#### Work required:
Reproduce the following lines word for word, with no changes.

#### Records provided:
- - -
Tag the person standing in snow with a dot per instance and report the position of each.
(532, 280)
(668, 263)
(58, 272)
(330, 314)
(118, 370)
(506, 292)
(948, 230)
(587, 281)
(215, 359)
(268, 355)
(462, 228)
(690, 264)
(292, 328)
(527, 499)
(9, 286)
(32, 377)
- - -
#### Written response:
Tag the person standing in snow with a dot per instance and report the position of each.
(532, 280)
(668, 263)
(58, 272)
(330, 314)
(118, 370)
(506, 292)
(948, 230)
(587, 281)
(215, 359)
(268, 355)
(462, 228)
(690, 264)
(292, 328)
(527, 499)
(9, 286)
(32, 377)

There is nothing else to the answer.